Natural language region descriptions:

----------------

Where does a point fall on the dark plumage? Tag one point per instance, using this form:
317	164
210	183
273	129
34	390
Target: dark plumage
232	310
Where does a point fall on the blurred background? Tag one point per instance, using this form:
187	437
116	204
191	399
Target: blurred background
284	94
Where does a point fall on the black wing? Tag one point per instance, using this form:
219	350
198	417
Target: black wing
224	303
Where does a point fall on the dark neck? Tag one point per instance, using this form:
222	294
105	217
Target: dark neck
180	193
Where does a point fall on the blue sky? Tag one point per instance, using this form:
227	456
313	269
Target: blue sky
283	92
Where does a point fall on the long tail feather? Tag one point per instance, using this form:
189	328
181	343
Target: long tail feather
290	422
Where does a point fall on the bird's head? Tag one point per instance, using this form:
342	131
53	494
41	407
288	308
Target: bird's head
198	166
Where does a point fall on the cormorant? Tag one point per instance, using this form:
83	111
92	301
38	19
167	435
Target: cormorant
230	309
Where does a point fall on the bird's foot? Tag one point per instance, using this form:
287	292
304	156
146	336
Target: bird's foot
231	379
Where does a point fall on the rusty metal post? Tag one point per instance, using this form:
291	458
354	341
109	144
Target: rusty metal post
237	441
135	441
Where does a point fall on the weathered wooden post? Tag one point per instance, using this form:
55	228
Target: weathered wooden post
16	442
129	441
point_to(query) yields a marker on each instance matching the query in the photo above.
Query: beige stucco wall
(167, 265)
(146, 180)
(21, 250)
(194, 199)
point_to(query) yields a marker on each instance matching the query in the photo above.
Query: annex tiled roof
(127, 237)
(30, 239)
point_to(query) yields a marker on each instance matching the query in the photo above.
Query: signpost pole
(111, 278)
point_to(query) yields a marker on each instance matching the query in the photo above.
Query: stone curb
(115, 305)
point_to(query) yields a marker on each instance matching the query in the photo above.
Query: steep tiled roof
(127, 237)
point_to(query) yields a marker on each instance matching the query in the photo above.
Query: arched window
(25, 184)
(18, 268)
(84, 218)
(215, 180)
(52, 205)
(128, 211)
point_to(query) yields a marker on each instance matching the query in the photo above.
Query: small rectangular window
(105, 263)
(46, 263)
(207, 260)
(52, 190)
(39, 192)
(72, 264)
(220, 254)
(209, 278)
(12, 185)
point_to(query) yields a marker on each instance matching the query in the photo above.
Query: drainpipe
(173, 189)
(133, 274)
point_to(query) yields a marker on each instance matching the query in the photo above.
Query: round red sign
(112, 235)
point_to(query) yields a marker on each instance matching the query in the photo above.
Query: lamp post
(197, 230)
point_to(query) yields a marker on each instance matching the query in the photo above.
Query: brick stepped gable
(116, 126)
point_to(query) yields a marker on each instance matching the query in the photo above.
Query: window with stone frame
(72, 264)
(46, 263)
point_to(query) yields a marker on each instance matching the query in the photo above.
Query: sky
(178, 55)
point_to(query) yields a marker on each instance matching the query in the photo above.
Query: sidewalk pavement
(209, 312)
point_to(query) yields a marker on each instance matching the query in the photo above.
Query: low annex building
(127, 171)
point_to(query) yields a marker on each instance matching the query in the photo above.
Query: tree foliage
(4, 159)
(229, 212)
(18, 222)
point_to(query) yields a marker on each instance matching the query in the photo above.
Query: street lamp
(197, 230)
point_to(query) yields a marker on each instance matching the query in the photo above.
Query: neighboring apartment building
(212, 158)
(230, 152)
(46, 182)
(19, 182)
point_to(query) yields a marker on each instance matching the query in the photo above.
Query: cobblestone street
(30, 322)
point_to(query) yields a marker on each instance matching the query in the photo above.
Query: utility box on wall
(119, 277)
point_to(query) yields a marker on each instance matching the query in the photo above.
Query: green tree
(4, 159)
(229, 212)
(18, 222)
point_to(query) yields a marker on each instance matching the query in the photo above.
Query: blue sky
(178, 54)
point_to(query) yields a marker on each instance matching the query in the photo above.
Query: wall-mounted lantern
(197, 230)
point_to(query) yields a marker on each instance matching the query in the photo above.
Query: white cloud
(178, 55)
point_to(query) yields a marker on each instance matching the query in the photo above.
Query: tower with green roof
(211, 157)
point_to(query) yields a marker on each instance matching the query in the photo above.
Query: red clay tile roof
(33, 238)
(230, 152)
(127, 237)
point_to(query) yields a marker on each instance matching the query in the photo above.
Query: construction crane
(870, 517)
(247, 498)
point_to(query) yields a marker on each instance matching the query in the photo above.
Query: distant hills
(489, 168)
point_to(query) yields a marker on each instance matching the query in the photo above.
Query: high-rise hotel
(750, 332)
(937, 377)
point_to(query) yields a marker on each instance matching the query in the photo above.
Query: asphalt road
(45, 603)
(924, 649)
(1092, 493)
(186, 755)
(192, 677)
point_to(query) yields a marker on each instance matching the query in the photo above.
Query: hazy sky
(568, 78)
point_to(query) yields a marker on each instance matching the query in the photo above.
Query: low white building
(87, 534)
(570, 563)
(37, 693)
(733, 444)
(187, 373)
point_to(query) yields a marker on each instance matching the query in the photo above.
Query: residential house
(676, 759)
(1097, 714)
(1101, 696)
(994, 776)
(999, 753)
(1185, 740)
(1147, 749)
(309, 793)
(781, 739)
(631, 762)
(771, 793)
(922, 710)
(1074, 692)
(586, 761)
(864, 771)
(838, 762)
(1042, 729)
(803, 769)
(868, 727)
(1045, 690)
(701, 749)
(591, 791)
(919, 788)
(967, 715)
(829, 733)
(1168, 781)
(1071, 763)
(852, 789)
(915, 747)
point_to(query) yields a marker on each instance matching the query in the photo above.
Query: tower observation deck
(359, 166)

----------------

→ What is needed: In full and exactly as written, repeat the data.

→ Exercise solution:
Where does a point fall on the dark plumage? Tag one point per instance, using this form:
317	164
210	183
273	129
34	390
Target: dark plumage
232	310
Where does a point fall on the blurred background? Tag one point per instance, using this form:
187	437
116	204
191	399
Target: blurred background
284	94
Where does a point fall on the black wing? Tag one point per instance, using this form:
219	350
198	417
Target: black wing
224	303
Where does a point fall on the dark neck? Tag one point per instance, using this form:
222	294
105	217
Target: dark neck
180	193
Where does a point fall on the blue sky? Tag one point per instance, using this form:
227	456
313	269
Target: blue sky
283	92
Where does a point fall on the long tail feather? Tag one point per instance, using this form:
189	328
181	343
Target: long tail feather
290	422
Where does a point fall on the bird's head? Tag one point per instance, using this form:
342	131
53	494
41	407
288	308
Target: bird's head
198	166
Where does a point fall on the cormorant? Tag one point per instance, using this form:
83	111
92	301
38	19
167	435
Target: cormorant
230	309
Where does a point fall on the bird's foot? Tag one point per instance, using this form:
287	292
304	156
146	336
Target: bird's foot
231	379
Where does a point fall on the rusty metal post? Tag one point per instance, using this form:
291	458
354	341
109	144
Target: rusty metal post
237	441
135	441
Where does a point fall on the weathered wooden post? Tag one point per instance, using this form:
55	228
Target: weathered wooden post
16	442
129	441
point_to(query) yields a marker on each instance matching the query in the photo above.
Query: beige stucco wall
(167, 265)
(146, 180)
(21, 250)
(194, 199)
point_to(query) yields a marker on each instance matching the query in the photo above.
Query: annex tiled roof
(127, 237)
(30, 239)
point_to(query) yields a marker on each instance matching the query in the photo above.
Query: signpost pole
(111, 278)
point_to(query) yields a marker on each instance matching the query in the photo above.
Query: stone curb
(115, 305)
point_to(query) yields a marker on each instance matching the query in the photo above.
Query: steep tiled roof
(127, 237)
point_to(query) yields a marker on each instance matching the query in the photo above.
Query: arched window
(25, 184)
(18, 268)
(84, 218)
(215, 180)
(52, 205)
(128, 211)
point_to(query) yields a marker on each instance matching the query in the photo above.
Query: small rectangular window
(105, 263)
(46, 263)
(207, 260)
(52, 190)
(39, 192)
(72, 264)
(220, 254)
(209, 278)
(12, 185)
point_to(query) yields a marker on each instance matching the query in the photo above.
Query: drainpipe
(173, 189)
(133, 274)
point_to(query) yields a marker on each instance matching the query in the photo above.
Query: round red sign
(112, 235)
point_to(query) yields a marker on each instance matching the query in the photo above.
Query: lamp post
(197, 230)
point_to(query) yields a marker on each instance matching the query in the photo above.
Query: brick stepped gable
(116, 126)
point_to(query) yields a marker on each instance matching the query in the photo above.
Query: window with stone frame
(72, 264)
(46, 263)
point_to(query) yields a marker on each instance matching the query in the photo above.
Query: sky
(178, 55)
point_to(query) yields a marker on each instance matching the query in the photo above.
Query: sidewalk pavement
(209, 312)
point_to(query) yields a marker on each instance matching the query in the photo above.
Query: low annex building
(127, 171)
point_to(query) yields a marker on each instance matching the query in the photo above.
Query: tree foliage
(4, 159)
(229, 212)
(18, 222)
point_to(query) yields a marker on each instance matching the query in the photo above.
Query: street lamp
(197, 230)
point_to(query) yields a marker on each instance matching the query in the photo above.
Query: neighboring apartment building
(212, 158)
(230, 152)
(46, 182)
(19, 182)
point_to(query) yields a marker on each instance matching the query in the photo above.
Query: cobblestone street
(30, 322)
point_to(query) yields a marker on each instance matching the query in the photo above.
Query: utility box on wall
(119, 277)
point_to(query) yields a marker on each instance matching the query in the photo above.
Query: green tree
(4, 159)
(229, 212)
(18, 222)
point_to(query) yields a marker on each instance matching the query in the photo above.
Query: blue sky
(178, 54)
point_to(query) yields a marker on each instance matching the query in the photo above.
Query: wall-mounted lantern
(197, 230)
point_to(query) yields a marker on each instance matching the query in the photo above.
Query: white cloud
(178, 55)
point_to(query) yields a marker on each instance matching the query in the photo above.
Query: tower with green roof
(211, 157)
point_to(query) yields a marker on each instance matching the query in the photo above.
Query: red clay tile roof
(33, 238)
(230, 152)
(127, 237)
point_to(query) yields a marker on each instance matching the query in the photo above.
Query: construction crane
(870, 517)
(247, 498)
point_to(query) yields a marker on each instance matching the query in the photo above.
Query: distant hills
(489, 168)
point_to(query) yields a marker on each instance matching the query in the photo above.
Query: high-rise hotel
(750, 332)
(937, 377)
point_to(query) yields a marker on each instance matching the query in the photo above.
Query: asphalt road
(45, 603)
(924, 649)
(1092, 493)
(186, 755)
(192, 677)
point_to(query) yields a marker on each instance matching the query in the photo above.
Query: hazy sky
(568, 78)
point_to(query) yields a marker on each instance matching the query in the photo above.
Query: low white building
(87, 534)
(570, 563)
(37, 693)
(733, 444)
(187, 373)
point_to(query) yields a marker on each instance matching the query in the photo above.
Query: residential house
(676, 759)
(1097, 714)
(1101, 696)
(994, 776)
(999, 753)
(1185, 740)
(1147, 749)
(309, 793)
(781, 739)
(631, 762)
(771, 793)
(922, 710)
(1074, 692)
(586, 761)
(864, 771)
(838, 762)
(1042, 729)
(803, 769)
(868, 727)
(1045, 690)
(701, 749)
(591, 791)
(919, 788)
(967, 715)
(829, 733)
(1168, 781)
(1071, 763)
(852, 789)
(915, 747)
point_to(query) yields a marker on each instance matching the query in the photo above.
Query: tower observation deck
(359, 166)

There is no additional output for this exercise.